Exact copies of the records below are needed, free of pictures.

* * * * * * * * *

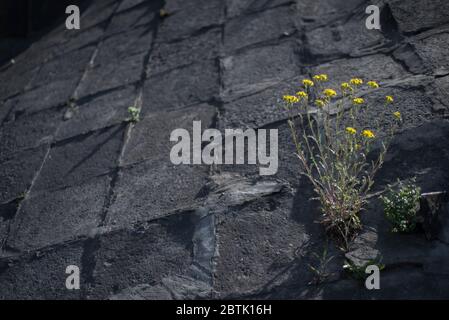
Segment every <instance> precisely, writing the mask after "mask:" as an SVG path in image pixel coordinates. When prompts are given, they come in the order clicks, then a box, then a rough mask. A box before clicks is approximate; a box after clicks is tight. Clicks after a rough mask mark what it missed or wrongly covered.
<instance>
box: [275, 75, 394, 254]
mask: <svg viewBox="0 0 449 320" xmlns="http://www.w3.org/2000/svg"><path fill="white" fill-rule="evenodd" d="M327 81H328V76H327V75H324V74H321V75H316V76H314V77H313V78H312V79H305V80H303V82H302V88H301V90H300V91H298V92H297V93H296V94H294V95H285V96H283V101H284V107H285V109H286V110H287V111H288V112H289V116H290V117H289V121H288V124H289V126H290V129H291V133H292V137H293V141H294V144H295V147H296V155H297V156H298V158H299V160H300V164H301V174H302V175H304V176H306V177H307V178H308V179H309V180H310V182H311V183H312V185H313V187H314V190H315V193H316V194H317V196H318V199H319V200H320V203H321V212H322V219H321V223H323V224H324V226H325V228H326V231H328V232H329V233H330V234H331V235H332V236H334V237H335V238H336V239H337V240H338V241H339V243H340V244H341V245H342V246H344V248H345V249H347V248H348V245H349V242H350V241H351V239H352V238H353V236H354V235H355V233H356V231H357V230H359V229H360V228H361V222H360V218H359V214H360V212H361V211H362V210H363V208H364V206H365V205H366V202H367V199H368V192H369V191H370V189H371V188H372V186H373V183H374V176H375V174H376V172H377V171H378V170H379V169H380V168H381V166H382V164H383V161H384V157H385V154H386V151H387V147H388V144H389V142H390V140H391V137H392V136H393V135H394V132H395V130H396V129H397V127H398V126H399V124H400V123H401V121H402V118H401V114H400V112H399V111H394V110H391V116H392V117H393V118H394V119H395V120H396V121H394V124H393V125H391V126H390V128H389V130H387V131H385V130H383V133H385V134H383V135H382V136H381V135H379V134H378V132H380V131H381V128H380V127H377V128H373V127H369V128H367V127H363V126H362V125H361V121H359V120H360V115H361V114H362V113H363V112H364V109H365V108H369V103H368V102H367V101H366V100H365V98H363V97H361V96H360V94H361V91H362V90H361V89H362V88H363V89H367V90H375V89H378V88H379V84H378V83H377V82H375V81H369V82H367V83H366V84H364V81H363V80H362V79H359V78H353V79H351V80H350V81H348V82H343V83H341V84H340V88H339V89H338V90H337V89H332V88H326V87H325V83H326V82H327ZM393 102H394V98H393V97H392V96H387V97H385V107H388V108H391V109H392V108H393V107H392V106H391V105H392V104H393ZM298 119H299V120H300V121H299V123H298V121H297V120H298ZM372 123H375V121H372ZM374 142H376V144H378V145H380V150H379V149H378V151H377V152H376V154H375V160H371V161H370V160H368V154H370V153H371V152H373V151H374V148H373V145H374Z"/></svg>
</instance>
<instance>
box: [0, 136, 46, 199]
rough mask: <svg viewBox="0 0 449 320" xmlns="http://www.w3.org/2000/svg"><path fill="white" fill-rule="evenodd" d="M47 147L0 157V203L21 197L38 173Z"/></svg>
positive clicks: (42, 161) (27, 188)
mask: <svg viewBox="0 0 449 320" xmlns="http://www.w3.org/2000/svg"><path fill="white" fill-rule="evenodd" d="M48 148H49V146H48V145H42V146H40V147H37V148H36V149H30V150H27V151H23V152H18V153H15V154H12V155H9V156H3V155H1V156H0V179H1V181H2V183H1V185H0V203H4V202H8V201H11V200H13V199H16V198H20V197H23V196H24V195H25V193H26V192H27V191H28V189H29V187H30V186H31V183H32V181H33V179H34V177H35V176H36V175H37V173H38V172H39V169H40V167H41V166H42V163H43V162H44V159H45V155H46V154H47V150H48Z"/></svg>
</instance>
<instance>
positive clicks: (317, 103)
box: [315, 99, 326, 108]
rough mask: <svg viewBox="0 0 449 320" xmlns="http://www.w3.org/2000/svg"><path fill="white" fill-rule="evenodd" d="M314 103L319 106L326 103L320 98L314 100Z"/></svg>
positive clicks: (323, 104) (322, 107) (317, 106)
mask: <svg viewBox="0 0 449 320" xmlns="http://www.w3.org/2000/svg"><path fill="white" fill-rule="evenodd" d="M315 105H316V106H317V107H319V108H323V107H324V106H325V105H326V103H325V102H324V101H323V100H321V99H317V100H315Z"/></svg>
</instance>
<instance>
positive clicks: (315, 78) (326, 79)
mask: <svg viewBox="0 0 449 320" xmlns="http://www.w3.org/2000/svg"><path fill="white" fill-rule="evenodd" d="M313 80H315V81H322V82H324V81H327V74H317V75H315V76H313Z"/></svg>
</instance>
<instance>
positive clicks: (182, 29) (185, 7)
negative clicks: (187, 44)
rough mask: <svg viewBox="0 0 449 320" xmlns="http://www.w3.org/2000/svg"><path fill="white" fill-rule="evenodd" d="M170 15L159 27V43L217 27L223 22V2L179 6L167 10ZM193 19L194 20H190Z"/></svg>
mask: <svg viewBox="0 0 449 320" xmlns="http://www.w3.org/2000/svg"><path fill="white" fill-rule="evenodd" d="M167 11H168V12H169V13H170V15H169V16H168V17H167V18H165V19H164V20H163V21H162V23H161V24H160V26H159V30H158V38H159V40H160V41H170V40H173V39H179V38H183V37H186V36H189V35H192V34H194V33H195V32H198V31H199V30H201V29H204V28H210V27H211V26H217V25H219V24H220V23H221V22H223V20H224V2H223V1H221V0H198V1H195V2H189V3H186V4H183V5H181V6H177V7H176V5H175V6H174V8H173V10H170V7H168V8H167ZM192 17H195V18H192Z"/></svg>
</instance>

* * * * * * * * *

Task answer =
Segment every <instance> precisely, writing the mask after "mask:" as an SVG path in image pixel coordinates. When prompts are given, they come in the order clicks, then a box, then a rough mask. A box before clicks is approximate; a box after clicks is tight. Clicks after a rough mask mark what it missed or wrongly covered.
<instance>
box: [275, 75, 394, 254]
mask: <svg viewBox="0 0 449 320" xmlns="http://www.w3.org/2000/svg"><path fill="white" fill-rule="evenodd" d="M327 81H328V76H327V75H324V74H321V75H316V76H314V77H313V78H312V79H305V80H303V82H302V88H301V90H300V91H298V92H297V93H296V94H294V95H285V96H283V101H284V107H285V109H286V110H287V111H288V112H289V116H290V117H289V121H288V124H289V126H290V129H291V133H292V137H293V141H294V144H295V147H296V155H297V156H298V158H299V160H300V164H301V174H302V175H304V176H306V177H307V178H308V179H309V180H310V182H311V183H312V185H313V187H314V190H315V193H316V194H317V196H318V199H319V200H320V203H321V212H322V219H321V223H323V224H324V226H325V228H326V231H328V232H329V233H330V234H331V235H332V236H334V237H335V238H336V239H337V240H338V241H339V243H340V244H341V245H342V246H344V248H345V249H347V248H348V245H349V242H350V241H351V239H352V238H353V236H354V235H355V233H356V231H357V230H359V229H360V228H361V222H360V218H359V214H360V212H361V211H362V210H363V208H364V206H365V205H366V202H367V199H368V192H369V191H370V189H371V188H372V186H373V183H374V176H375V174H376V172H377V171H378V170H379V169H380V168H381V166H382V164H383V161H384V157H385V154H386V151H387V147H388V144H389V142H390V140H391V137H392V136H393V135H394V132H395V130H396V129H397V127H398V126H399V124H400V123H401V121H402V118H401V114H400V112H399V111H394V110H391V116H392V117H393V118H394V119H395V120H396V121H394V124H393V125H391V126H390V128H389V130H387V131H385V130H383V133H385V134H383V135H382V136H381V135H379V134H378V132H380V131H381V128H380V127H377V128H373V127H369V128H367V127H363V126H362V125H361V121H359V120H360V115H361V114H362V113H363V112H364V109H365V108H369V103H368V102H367V101H366V100H365V98H363V97H361V96H360V94H361V91H362V90H361V89H362V88H363V89H367V90H375V89H378V88H379V84H378V83H377V82H375V81H369V82H367V83H366V84H364V81H363V80H362V79H359V78H353V79H351V80H350V81H348V82H343V83H341V84H340V88H339V89H338V90H337V89H332V88H326V87H325V83H326V82H327ZM393 102H394V98H393V97H392V96H387V97H385V107H388V108H391V109H392V108H393V107H392V106H391V105H392V104H393ZM298 119H299V120H300V121H299V123H298V121H297V120H298ZM372 123H375V121H372ZM374 142H376V144H378V145H380V150H379V149H378V151H377V152H376V154H375V160H371V161H370V160H368V154H370V153H371V152H373V151H374V148H373V145H374Z"/></svg>
</instance>
<instance>
box: [0, 136, 46, 199]
rough mask: <svg viewBox="0 0 449 320" xmlns="http://www.w3.org/2000/svg"><path fill="white" fill-rule="evenodd" d="M47 147L0 157V203L21 197L38 173Z"/></svg>
positive clicks: (42, 161) (27, 188)
mask: <svg viewBox="0 0 449 320" xmlns="http://www.w3.org/2000/svg"><path fill="white" fill-rule="evenodd" d="M48 148H49V146H48V145H42V146H40V147H37V148H36V149H30V150H27V151H23V152H18V153H15V154H12V155H9V156H3V155H1V156H0V179H1V181H2V183H1V185H0V203H4V202H8V201H11V200H13V199H16V198H20V197H23V196H24V195H25V193H26V192H27V191H28V189H29V187H30V186H31V183H32V181H33V179H34V177H35V176H36V175H37V173H38V172H39V169H40V167H41V166H42V163H43V162H44V159H45V155H46V154H47V150H48Z"/></svg>
</instance>
<instance>
positive clicks: (317, 103)
box: [315, 99, 326, 108]
rough mask: <svg viewBox="0 0 449 320" xmlns="http://www.w3.org/2000/svg"><path fill="white" fill-rule="evenodd" d="M314 103L319 106L326 103L320 98L314 100Z"/></svg>
positive clicks: (323, 104) (322, 107) (317, 106)
mask: <svg viewBox="0 0 449 320" xmlns="http://www.w3.org/2000/svg"><path fill="white" fill-rule="evenodd" d="M315 105H316V106H317V107H319V108H323V107H324V106H325V105H326V103H325V102H324V101H323V100H321V99H317V100H315Z"/></svg>
</instance>
<instance>
positive clicks: (315, 78) (326, 79)
mask: <svg viewBox="0 0 449 320" xmlns="http://www.w3.org/2000/svg"><path fill="white" fill-rule="evenodd" d="M313 80H315V81H322V82H324V81H327V74H317V75H315V76H313Z"/></svg>
</instance>
<instance>
positive clicks: (182, 29) (185, 7)
negative clicks: (187, 44)
rough mask: <svg viewBox="0 0 449 320" xmlns="http://www.w3.org/2000/svg"><path fill="white" fill-rule="evenodd" d="M170 15L159 27V43L217 27L223 22V2L179 6L167 10ZM193 19L194 20H190Z"/></svg>
mask: <svg viewBox="0 0 449 320" xmlns="http://www.w3.org/2000/svg"><path fill="white" fill-rule="evenodd" d="M167 11H168V12H169V13H170V15H169V16H168V17H167V18H165V19H164V20H163V21H162V23H161V24H160V26H159V30H158V38H159V40H160V41H170V40H173V39H179V38H183V37H186V36H189V35H192V34H194V33H195V32H198V31H199V30H201V29H204V28H210V27H211V26H217V25H219V24H220V23H221V22H223V20H224V2H223V1H221V0H198V1H195V2H189V3H186V4H183V5H181V6H177V7H176V5H175V6H174V8H173V10H170V7H168V8H167ZM192 17H195V18H192Z"/></svg>
</instance>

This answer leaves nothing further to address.